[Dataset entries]

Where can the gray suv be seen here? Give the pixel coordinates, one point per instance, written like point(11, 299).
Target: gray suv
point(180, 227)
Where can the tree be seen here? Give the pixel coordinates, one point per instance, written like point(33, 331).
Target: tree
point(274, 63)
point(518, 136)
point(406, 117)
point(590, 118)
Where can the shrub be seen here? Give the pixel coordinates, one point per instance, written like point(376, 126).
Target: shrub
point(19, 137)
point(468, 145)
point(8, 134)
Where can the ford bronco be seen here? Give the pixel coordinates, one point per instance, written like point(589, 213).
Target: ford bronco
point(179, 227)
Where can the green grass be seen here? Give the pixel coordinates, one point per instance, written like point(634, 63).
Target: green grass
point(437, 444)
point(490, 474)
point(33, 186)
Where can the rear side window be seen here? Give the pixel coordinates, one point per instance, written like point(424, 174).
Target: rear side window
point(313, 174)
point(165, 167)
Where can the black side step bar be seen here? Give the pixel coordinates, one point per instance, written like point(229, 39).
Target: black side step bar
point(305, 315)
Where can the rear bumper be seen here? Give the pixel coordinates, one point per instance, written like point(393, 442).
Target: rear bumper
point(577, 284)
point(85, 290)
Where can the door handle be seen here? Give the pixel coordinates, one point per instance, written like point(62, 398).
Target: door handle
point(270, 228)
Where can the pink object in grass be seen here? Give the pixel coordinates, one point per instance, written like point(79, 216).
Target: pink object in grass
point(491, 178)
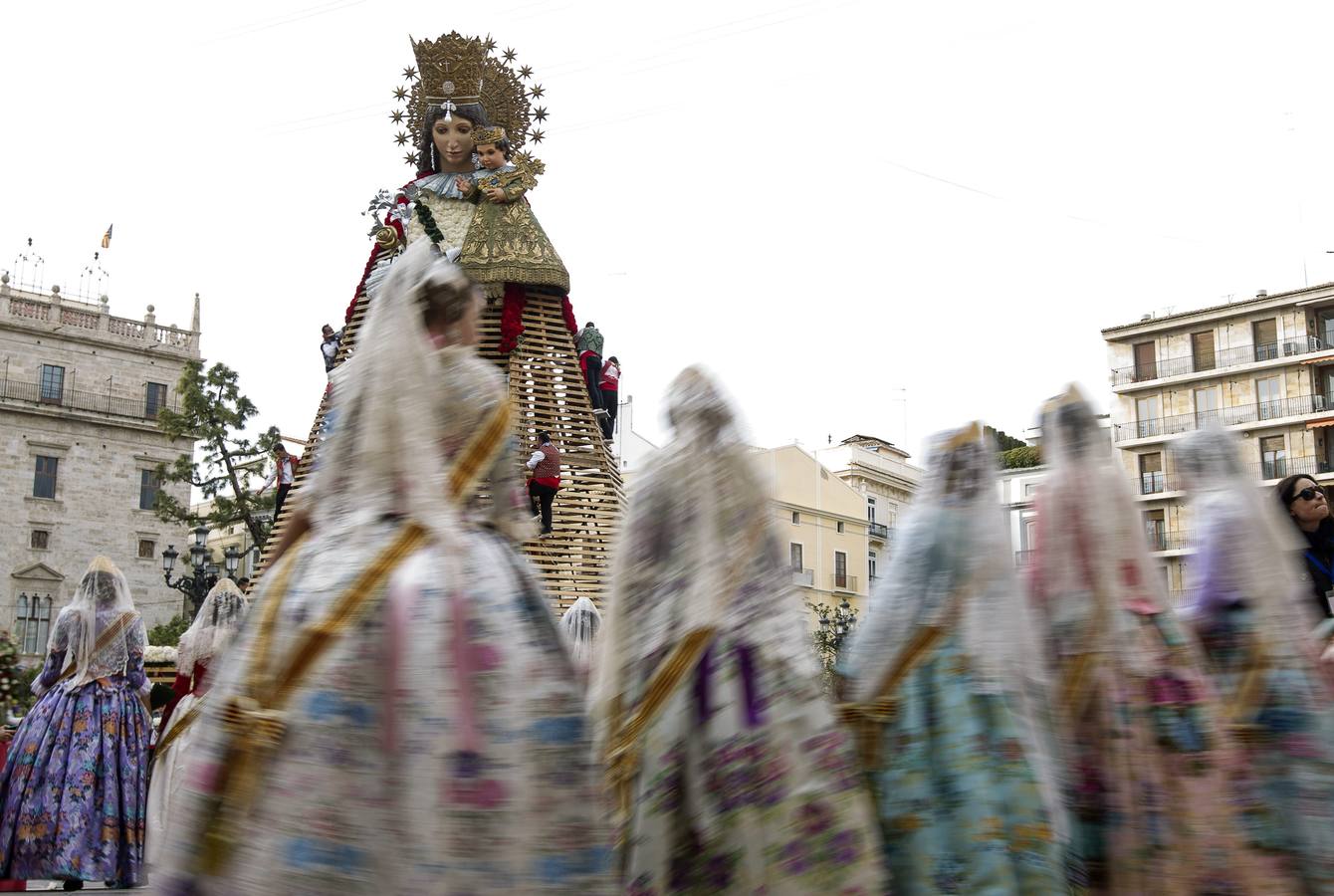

#### To do:
If pictures are present, they are dropped, and the entries above are written out word for word.

#### Worked solution:
Where can the gray suv be seen here? Give the pixel coordinates, one point per instance, written like point(11, 299).
Target: gray suv
point(180, 227)
Where can the tree be seen here? Give the pixel coordinates, one point per instance, written like point(33, 331).
Target: tree
point(274, 63)
point(518, 136)
point(406, 117)
point(590, 118)
Where can the shrub be seen here? Give the pixel coordinates, one point per instance, written like point(376, 126).
Target: shrub
point(19, 137)
point(468, 145)
point(8, 134)
Where can the ford bronco be seen here? Give the pixel coordinates, one point per instance, written like point(589, 213).
Target: ford bronco
point(179, 227)
Where can the green grass be seen here? Give the pixel coordinates, one point per instance, written like point(634, 63).
Target: green grass
point(437, 444)
point(490, 474)
point(33, 186)
Where can the rear side window be seen here? Give the pixel coordinates, one point per instance, written like point(424, 174).
Target: rear side window
point(313, 174)
point(165, 167)
Where can the black side step bar be seen here? Give the pixel coordinates, one point per instance, written like point(229, 39).
Target: black side step bar
point(305, 315)
Where can the rear bumper be seen here? Give the pixel coordinates, one point per instance, written like point(393, 442).
Target: rear bumper
point(577, 284)
point(85, 290)
Where can the door handle be seen here? Give the pixel coordinates, one point per instance, written like point(62, 398).
Target: door handle
point(270, 228)
Where can the pink object in grass be seen here? Give the pixel coordinates, one point per instance, written like point(79, 216).
Target: pink object in grass
point(491, 178)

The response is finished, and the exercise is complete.